■ TEXT:
Keywords: Lichen sclerosus, Vulva cancer, Breast cancer, Penis cancer, Comorbidity
Introduction
Lichen sclerosus (LS) is a chronic lymphocyte mediated inflammatory mucocutaneous disease with a predilection for the anogenital region [1]. The disease is characterized by intolerable itching, pain as a result of erosions or fissures, and scarring [2]. Untreated, LS can lead to the advanced stage of the disease with drastic alterations of the structural anatomical architecture in both sexes, ulcerative lesions with hemorrhage on the vulva, a loss of the labia minora, scarring and narrowing of the vaginal introitus, urine retention, anal stenosis, constipation [3] and phimosis. As a result, patients often experience both sexual and urinary dysfunction and might need reconstructive surgery. The first-line treatment consists of a potent topical steroid (clobetasol ointment) applied to the affected area. Circumcision is a treatment option in male patients that do not respond to topical steroids, and might be curative. If the diagnosis is delayed or the patient is unresponsive to steroids, genital reconstruction might be needed to regain function [4]. If left untreated, the vulvar area affected by LS can transform into a premalignant lesion or vulvar squamous cell carcinoma (SCC). Penile LS could also lead to penile SCC [2, 5].

■ Records from a dataset:
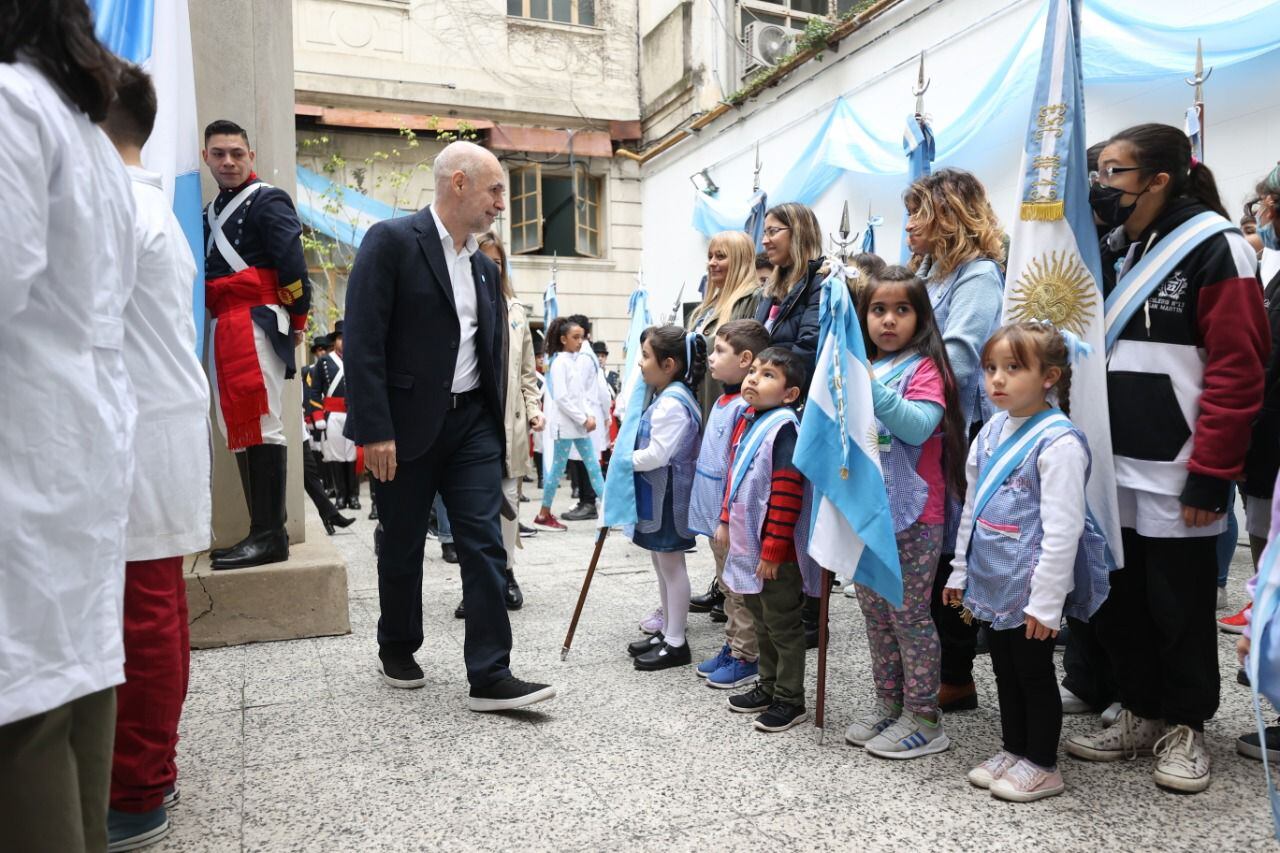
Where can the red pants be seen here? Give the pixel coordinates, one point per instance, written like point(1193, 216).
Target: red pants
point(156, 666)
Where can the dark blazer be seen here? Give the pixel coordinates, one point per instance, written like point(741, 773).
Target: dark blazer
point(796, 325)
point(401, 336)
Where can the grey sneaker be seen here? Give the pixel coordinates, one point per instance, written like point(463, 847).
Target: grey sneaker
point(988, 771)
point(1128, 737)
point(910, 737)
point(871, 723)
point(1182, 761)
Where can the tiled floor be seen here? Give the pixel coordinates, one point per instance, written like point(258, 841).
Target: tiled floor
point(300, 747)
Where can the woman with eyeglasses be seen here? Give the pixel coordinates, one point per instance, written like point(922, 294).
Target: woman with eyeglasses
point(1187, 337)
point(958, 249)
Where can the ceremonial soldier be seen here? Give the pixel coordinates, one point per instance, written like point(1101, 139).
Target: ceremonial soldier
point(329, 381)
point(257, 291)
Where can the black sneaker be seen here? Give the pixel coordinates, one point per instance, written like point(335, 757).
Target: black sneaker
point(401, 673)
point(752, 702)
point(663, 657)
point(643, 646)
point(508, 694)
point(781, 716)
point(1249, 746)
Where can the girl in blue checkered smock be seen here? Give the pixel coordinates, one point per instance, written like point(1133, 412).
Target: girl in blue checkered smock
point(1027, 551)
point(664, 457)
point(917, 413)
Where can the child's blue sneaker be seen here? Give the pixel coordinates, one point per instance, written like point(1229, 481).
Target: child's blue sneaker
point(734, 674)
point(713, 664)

* * *

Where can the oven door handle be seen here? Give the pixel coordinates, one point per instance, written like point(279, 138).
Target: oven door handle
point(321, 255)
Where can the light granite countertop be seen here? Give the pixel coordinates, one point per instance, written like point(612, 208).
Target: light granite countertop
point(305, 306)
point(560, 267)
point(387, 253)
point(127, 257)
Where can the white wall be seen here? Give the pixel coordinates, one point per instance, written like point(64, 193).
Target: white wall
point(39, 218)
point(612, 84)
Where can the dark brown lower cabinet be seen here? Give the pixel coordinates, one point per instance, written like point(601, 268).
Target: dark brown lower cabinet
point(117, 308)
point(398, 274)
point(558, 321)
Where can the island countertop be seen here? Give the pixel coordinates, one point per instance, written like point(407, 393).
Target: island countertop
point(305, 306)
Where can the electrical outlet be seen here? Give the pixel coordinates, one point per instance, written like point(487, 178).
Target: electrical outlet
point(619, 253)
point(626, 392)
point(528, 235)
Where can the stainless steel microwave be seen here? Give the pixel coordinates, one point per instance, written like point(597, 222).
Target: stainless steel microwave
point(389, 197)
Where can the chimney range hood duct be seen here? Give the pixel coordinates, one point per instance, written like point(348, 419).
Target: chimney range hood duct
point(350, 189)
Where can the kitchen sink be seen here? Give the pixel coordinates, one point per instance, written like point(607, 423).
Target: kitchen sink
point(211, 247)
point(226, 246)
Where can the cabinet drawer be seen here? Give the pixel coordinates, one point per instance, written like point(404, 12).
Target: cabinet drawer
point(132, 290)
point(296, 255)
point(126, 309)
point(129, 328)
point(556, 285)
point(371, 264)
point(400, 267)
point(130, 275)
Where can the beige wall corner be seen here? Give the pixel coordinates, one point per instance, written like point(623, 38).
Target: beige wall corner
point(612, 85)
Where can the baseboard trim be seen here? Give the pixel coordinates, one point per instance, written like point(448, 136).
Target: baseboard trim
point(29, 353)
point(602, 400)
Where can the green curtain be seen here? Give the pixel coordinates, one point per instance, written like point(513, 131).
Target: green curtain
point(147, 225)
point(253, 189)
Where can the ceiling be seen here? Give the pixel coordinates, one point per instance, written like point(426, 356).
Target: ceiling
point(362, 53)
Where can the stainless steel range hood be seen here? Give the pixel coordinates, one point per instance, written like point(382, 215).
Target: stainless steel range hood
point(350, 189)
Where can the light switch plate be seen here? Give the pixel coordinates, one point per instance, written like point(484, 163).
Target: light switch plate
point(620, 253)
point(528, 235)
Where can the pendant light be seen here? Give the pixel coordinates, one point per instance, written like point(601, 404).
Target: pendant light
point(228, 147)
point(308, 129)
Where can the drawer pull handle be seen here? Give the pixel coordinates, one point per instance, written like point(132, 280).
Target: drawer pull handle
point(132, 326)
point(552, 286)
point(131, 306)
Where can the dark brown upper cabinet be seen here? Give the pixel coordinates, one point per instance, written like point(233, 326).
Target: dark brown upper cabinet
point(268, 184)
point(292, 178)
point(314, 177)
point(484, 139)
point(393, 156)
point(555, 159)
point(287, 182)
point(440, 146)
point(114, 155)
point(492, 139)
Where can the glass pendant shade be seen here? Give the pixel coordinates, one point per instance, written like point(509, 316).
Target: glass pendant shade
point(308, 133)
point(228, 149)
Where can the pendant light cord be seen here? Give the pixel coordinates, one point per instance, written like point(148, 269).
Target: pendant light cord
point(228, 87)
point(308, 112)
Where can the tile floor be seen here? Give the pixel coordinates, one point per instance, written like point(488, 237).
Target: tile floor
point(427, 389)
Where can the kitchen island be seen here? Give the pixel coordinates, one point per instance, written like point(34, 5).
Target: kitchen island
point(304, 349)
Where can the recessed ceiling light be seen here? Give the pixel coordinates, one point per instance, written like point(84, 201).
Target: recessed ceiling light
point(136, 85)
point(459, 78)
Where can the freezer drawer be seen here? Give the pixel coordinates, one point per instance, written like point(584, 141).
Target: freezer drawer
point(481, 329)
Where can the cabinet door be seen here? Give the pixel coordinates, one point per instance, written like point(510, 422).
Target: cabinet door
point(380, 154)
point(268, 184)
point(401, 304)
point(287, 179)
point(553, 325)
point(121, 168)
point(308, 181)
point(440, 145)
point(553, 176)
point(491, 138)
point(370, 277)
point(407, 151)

...

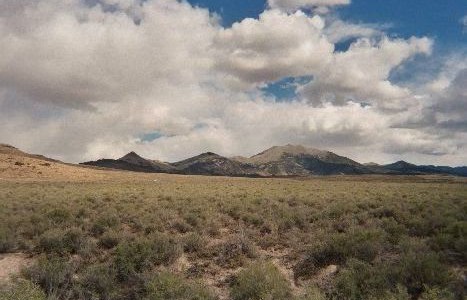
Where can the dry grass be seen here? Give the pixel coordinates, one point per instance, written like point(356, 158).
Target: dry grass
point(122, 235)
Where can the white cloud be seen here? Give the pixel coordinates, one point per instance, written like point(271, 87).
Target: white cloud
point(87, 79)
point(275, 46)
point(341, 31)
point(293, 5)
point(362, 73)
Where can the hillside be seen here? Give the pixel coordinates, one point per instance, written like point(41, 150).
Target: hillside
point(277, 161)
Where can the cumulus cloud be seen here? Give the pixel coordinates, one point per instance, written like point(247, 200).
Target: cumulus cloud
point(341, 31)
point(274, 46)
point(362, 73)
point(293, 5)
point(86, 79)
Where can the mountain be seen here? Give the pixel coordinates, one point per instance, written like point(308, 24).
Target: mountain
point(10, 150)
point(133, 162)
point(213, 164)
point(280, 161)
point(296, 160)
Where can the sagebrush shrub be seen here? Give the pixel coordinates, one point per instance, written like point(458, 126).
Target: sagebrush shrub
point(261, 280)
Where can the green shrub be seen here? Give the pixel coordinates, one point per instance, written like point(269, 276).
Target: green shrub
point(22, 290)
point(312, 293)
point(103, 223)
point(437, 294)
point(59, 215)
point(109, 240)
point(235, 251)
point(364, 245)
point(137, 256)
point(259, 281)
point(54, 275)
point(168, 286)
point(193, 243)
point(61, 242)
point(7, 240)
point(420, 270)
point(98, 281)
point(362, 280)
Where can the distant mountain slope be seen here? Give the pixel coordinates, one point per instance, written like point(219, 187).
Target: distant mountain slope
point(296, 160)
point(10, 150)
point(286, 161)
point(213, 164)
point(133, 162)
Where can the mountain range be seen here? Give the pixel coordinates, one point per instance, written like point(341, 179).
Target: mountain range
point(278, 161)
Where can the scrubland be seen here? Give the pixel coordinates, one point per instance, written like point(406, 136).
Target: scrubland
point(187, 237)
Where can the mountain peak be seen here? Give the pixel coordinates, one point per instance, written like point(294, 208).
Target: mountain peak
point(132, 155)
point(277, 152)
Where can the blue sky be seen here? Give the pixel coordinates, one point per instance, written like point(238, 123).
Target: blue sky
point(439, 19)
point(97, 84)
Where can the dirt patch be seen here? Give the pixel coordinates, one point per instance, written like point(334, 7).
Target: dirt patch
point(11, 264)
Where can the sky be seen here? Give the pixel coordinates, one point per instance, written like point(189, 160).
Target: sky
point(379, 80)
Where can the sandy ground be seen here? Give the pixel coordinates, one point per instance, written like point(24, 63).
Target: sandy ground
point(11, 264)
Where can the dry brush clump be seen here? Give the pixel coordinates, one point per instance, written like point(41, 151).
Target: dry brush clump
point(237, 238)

■ WHAT YOU WILL DO: According to the lichen sclerosus text, what is the first-line treatment for the disease? The lines were taken from a separate source.

■ WRITTEN SOLUTION: A potent topical steroid (clobetasol ointment) applied to the affected area.